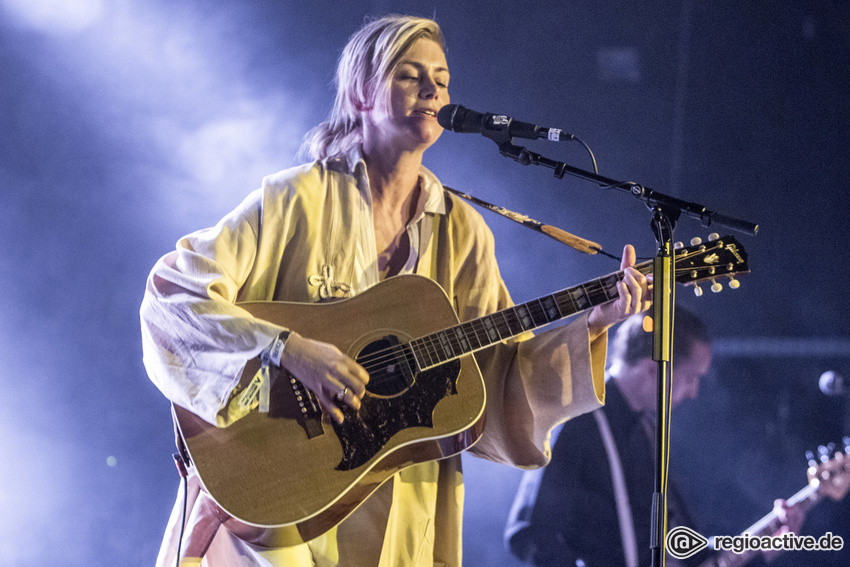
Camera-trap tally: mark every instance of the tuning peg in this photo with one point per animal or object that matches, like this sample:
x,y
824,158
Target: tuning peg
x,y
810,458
==
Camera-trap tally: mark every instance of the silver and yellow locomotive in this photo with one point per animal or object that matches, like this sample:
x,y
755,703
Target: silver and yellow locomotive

[REQUIREMENT]: Only the number should be given: the count of lines above that hold the word "this".

[SOLUTION TO THE PROBLEM]: 2